» EXCERPTED TEXT

--- Start ---

How sweet the prospect, my sorrowing bereaved readers! We shall, as God is true, look once more into the very faces of those we have known and loved in the Lord on earth. They awake to recognition as Magdalene at the word "Mary;" not to a renewed earthly companionship, nor to a relationship as known in the flesh, as poor Mary thought, but to a sweeter, as well as higher; a warmer, as well as purer communion; for the tie that there shall bind us together is that which is stronger, sweeter than all others, even here,—Jesus Christ the Lord.

But stay! Does this really meet fully the present sorrow? Does it give a satisfying comfort? Is there not a lurking feeling of disappointment that certain relationships with their affections are never to be restored; therefore, in certain ways, "recognition" is not probable? For instance, a husband loses the companion of his life. He shall, it is true, meet and recognize with joy a saint whom he knew on earth, but never again his wife. That sweet, pure, human affection, is never to be renewed. Death's rude hand has chilled that warmth forever. The shock of death has extinguished it forevermore. Is that exactly true? Is that just as Scripture puts it? Let us see.

We may justly reason that if, in the resurrection, relationships were exactly as here, sorrow would necessarily outweigh joy. To find broken families there would be a perpetuation of earth's keenest distresses. To know that that break was irreparable would cause a grief unutterable and altogether inconsistent with the joy of the new creation. Marriage there is not, and hence all relationships of earth we may safely gather are not there. But the natural affections of the soul of man have they absolutely come to nothing?

--- End ---

» TASK A
Summarize the passage on reunion after death in two sentences.

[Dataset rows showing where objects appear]
--- Start ---

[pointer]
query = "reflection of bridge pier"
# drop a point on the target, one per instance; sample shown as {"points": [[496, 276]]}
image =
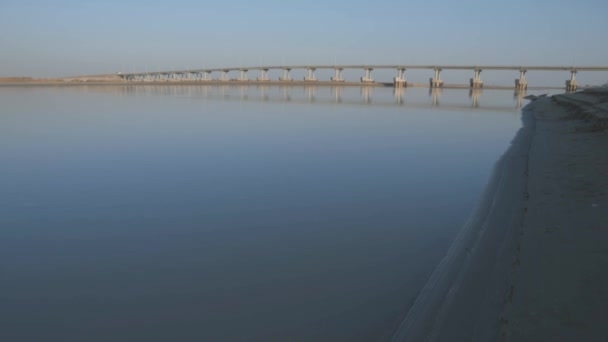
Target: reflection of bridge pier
{"points": [[286, 94], [521, 83], [337, 92], [476, 81], [244, 93], [264, 75], [436, 81], [572, 84], [311, 75], [435, 94], [474, 94], [519, 96], [368, 76], [366, 94], [243, 76], [338, 75], [286, 75], [264, 91], [399, 81]]}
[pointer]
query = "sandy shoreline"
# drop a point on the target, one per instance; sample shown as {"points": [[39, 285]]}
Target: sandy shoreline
{"points": [[529, 264]]}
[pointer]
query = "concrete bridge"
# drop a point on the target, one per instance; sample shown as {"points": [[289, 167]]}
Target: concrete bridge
{"points": [[206, 75]]}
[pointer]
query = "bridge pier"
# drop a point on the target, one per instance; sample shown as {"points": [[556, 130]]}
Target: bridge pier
{"points": [[311, 75], [436, 81], [286, 75], [476, 81], [521, 83], [337, 75], [475, 94], [338, 94], [400, 80], [367, 94], [243, 76], [435, 95], [368, 76], [572, 84], [264, 76], [399, 92]]}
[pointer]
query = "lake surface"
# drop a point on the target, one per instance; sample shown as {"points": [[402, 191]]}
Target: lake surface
{"points": [[201, 213]]}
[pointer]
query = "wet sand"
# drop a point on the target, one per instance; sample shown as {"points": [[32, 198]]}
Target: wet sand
{"points": [[530, 263], [560, 285]]}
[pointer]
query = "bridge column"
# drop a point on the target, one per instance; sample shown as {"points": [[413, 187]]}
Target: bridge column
{"points": [[224, 76], [366, 94], [572, 84], [243, 76], [475, 94], [521, 83], [399, 92], [368, 76], [264, 75], [338, 94], [476, 81], [311, 75], [400, 81], [337, 75], [436, 81], [286, 75]]}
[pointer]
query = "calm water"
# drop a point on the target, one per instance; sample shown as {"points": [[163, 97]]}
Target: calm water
{"points": [[232, 214]]}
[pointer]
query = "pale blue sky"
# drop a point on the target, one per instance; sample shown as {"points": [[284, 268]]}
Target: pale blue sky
{"points": [[57, 38]]}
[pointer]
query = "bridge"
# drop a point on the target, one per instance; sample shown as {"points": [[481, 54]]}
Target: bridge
{"points": [[206, 75]]}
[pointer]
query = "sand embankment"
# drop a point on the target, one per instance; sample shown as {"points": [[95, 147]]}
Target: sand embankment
{"points": [[560, 290], [530, 263]]}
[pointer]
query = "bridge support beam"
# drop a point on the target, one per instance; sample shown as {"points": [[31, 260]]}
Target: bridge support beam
{"points": [[337, 75], [521, 83], [476, 81], [311, 75], [264, 76], [368, 76], [243, 76], [572, 84], [224, 76], [436, 81], [286, 75], [400, 80]]}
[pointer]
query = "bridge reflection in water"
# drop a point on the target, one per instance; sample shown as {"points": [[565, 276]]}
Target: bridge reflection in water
{"points": [[450, 99]]}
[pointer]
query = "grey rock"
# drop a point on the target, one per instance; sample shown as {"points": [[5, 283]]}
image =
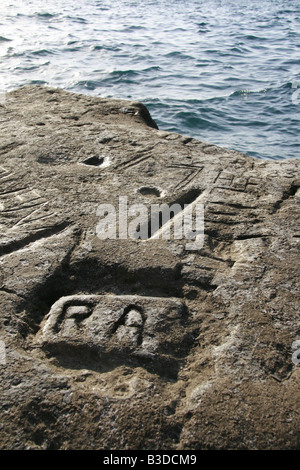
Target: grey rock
{"points": [[142, 344]]}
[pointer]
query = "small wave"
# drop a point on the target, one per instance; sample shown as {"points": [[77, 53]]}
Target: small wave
{"points": [[3, 39], [42, 52], [180, 55], [46, 16]]}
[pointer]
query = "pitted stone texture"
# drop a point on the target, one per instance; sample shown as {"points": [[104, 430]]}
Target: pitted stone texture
{"points": [[142, 344], [127, 329]]}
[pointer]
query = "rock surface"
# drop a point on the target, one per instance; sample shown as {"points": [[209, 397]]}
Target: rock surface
{"points": [[142, 344]]}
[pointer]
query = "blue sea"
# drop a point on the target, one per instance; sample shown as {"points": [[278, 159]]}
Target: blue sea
{"points": [[225, 72]]}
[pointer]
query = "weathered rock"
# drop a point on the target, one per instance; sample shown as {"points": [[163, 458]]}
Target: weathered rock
{"points": [[142, 344]]}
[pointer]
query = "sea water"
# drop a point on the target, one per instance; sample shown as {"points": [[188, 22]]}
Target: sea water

--- End ---

» TASK B
Pick out every line of the entries that contains the string "concrete", treating uppercase and lowercase as different.

» TASK ANSWER A
The passage assures grieving readers that they will again see and recognize those they loved in the Lord, not in renewed earthly ties but in a sweeter, higher communion bound by Jesus Christ. It then asks whether this truly comforts someone like a husband who will never again meet his wife as a wife, reasons that unchanged earthly relationships would make sorrow outweigh joy since marriage is not there, and ends by asking whether the soul's natural affections have come to nothing.

» TASK ANSWER B
query = "concrete bridge"
Target: concrete bridge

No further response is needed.